* [Required action]
Each record that follows goes into your reply unchanged; the pictures do not.

--------------------

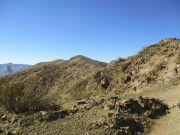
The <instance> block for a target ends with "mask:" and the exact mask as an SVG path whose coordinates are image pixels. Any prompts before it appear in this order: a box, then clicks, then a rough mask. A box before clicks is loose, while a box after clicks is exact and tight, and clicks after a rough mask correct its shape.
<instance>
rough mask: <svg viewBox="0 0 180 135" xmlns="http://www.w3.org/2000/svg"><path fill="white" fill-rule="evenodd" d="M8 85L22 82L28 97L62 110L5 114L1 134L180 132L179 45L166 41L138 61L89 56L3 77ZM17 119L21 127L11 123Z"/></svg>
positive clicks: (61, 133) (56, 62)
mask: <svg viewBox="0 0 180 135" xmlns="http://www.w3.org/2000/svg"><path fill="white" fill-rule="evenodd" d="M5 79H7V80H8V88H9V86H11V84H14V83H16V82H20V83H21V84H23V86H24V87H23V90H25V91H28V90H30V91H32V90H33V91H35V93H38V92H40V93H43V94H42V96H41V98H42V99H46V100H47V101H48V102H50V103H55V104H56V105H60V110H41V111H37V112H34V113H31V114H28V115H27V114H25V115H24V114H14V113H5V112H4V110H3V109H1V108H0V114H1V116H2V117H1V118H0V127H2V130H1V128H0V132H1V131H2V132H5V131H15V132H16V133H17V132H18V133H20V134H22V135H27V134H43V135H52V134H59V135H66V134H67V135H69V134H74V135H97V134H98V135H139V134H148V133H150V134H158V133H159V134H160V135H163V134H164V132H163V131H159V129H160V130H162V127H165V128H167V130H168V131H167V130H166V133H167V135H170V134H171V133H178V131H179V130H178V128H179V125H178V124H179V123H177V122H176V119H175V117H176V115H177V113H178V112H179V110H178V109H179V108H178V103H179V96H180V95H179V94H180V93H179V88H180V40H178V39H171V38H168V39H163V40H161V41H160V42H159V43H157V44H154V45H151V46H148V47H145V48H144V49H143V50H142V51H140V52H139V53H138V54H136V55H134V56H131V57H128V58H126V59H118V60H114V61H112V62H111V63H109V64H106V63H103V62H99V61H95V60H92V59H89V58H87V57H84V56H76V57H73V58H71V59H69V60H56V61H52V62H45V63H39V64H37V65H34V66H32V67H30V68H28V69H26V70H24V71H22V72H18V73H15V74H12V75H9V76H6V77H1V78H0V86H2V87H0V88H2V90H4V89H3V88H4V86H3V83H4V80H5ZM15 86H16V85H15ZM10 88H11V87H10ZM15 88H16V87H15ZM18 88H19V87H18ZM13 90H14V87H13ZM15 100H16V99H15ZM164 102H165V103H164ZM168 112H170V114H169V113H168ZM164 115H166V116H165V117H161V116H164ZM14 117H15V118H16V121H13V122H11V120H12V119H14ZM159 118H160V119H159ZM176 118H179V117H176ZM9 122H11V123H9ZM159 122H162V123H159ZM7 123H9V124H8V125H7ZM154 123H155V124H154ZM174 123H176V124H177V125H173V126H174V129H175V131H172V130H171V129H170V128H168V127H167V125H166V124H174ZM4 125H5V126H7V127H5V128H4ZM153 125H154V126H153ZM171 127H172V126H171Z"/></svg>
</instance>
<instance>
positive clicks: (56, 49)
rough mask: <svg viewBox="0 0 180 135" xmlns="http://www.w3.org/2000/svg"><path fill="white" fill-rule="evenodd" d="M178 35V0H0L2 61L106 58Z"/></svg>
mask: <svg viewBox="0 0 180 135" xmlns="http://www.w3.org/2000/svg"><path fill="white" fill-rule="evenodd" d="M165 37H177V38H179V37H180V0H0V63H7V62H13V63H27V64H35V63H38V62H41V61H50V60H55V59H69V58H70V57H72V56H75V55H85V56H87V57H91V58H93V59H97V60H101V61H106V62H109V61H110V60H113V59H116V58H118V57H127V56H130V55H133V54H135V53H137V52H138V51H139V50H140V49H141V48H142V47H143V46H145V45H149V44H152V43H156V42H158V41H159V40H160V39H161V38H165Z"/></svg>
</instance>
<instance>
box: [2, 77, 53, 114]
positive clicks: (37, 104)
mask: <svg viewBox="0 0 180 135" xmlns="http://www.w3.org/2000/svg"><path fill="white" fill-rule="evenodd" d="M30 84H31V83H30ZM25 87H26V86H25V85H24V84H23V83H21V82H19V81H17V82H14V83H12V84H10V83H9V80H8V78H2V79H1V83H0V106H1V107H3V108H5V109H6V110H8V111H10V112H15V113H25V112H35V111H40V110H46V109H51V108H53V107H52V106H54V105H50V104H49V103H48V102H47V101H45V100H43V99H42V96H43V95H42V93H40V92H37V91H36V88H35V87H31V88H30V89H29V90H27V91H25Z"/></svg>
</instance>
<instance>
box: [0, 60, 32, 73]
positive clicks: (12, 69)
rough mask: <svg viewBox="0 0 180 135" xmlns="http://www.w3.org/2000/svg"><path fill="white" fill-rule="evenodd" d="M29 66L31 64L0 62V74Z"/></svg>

--------------------

* [Solution for this exercise]
The <instance> block for a target ends with "mask:" and the exact mask as an SVG path whose coordinates are image pixels. Any prompts before it appear in this order: a box, then clicks, then a rough mask. A box before clicks is loose, while a box after clicks is exact and tight, and clicks after a rough mask correct its shape.
<instance>
rough mask: <svg viewBox="0 0 180 135" xmlns="http://www.w3.org/2000/svg"><path fill="white" fill-rule="evenodd" d="M8 85L22 82L28 97L62 110L5 114L1 134L180 132L179 45L166 41L138 61L89 56L3 77ZM17 119L21 127L11 123Z"/></svg>
positive clicks: (61, 133) (56, 62)
mask: <svg viewBox="0 0 180 135" xmlns="http://www.w3.org/2000/svg"><path fill="white" fill-rule="evenodd" d="M5 79H7V80H8V88H9V86H11V84H14V83H16V82H20V83H21V84H23V86H24V87H23V90H25V91H28V90H30V91H32V90H33V91H35V93H38V92H40V93H43V94H42V96H41V98H42V99H46V100H47V101H48V102H50V103H55V104H56V105H60V110H41V111H37V112H34V113H31V114H28V115H27V114H25V115H24V114H14V113H5V112H4V110H3V109H1V108H0V114H1V116H2V117H1V118H0V127H2V130H1V128H0V132H1V131H2V132H5V131H15V132H16V133H17V132H18V133H20V134H22V135H27V134H43V135H52V134H59V135H66V134H67V135H69V134H74V135H97V134H98V135H139V134H148V133H150V134H158V133H159V134H160V135H163V134H164V132H163V131H159V129H160V130H162V127H165V128H167V130H168V131H167V130H166V133H167V135H170V134H171V133H178V131H179V130H178V128H179V125H178V124H179V123H177V122H176V119H175V117H176V115H177V113H178V112H179V110H178V109H179V108H178V103H179V96H180V95H179V94H180V93H179V88H180V40H178V39H171V38H168V39H163V40H161V41H160V42H159V43H157V44H154V45H151V46H148V47H145V48H144V49H143V50H142V51H140V52H139V53H138V54H136V55H134V56H131V57H128V58H126V59H118V60H114V61H112V62H111V63H109V64H106V63H103V62H99V61H95V60H92V59H89V58H87V57H84V56H76V57H73V58H71V59H69V60H56V61H52V62H45V63H39V64H37V65H34V66H32V67H30V68H28V69H26V70H24V71H22V72H18V73H15V74H12V75H9V76H6V77H1V78H0V86H2V87H0V88H2V90H4V89H3V88H4V86H3V83H4V80H5ZM15 86H16V85H15ZM10 88H11V87H10ZM15 88H16V87H15ZM18 88H19V87H18ZM13 90H14V87H13ZM15 100H16V99H15ZM164 102H165V103H164ZM168 112H170V114H169V113H168ZM164 115H166V116H165V117H161V116H164ZM14 117H15V118H16V121H13V122H11V120H12V119H14ZM159 118H160V119H159ZM176 118H179V117H176ZM9 122H11V123H9ZM159 122H162V123H159ZM7 123H9V124H8V125H7ZM154 123H155V124H154ZM174 123H176V124H177V125H173V126H174V129H175V131H172V130H171V129H170V128H168V127H167V125H166V124H174ZM4 125H5V126H7V127H5V128H4ZM153 125H154V126H153ZM171 127H172V126H171Z"/></svg>
</instance>
<instance>
positive clicks: (56, 49)
rough mask: <svg viewBox="0 0 180 135" xmlns="http://www.w3.org/2000/svg"><path fill="white" fill-rule="evenodd" d="M178 35V0H0L2 61L106 58Z"/></svg>
mask: <svg viewBox="0 0 180 135" xmlns="http://www.w3.org/2000/svg"><path fill="white" fill-rule="evenodd" d="M165 37H177V38H179V37H180V0H0V63H7V62H13V63H27V64H35V63H38V62H41V61H50V60H55V59H69V58H70V57H72V56H75V55H85V56H87V57H91V58H93V59H97V60H101V61H106V62H109V61H110V60H113V59H116V58H118V57H127V56H130V55H133V54H135V53H137V52H138V51H139V50H140V49H141V48H142V47H143V46H145V45H149V44H152V43H156V42H158V41H159V40H160V39H161V38H165Z"/></svg>
</instance>
<instance>
box: [2, 77, 53, 114]
positive clicks: (37, 104)
mask: <svg viewBox="0 0 180 135" xmlns="http://www.w3.org/2000/svg"><path fill="white" fill-rule="evenodd" d="M30 84H31V83H30ZM25 87H26V86H25V85H24V84H23V83H21V82H19V81H17V82H14V83H12V84H10V83H9V80H8V78H2V79H1V83H0V106H1V107H3V108H5V109H6V110H8V111H10V112H15V113H25V112H35V111H40V110H46V109H51V108H53V107H52V106H54V105H50V104H49V103H48V102H47V101H45V100H43V99H42V96H43V95H42V93H40V92H37V91H36V88H35V87H31V88H30V89H29V90H27V91H25Z"/></svg>
</instance>
<instance>
box: [0, 60, 32, 73]
positive clicks: (12, 69)
rough mask: <svg viewBox="0 0 180 135" xmlns="http://www.w3.org/2000/svg"><path fill="white" fill-rule="evenodd" d="M29 66L31 64L0 62V74Z"/></svg>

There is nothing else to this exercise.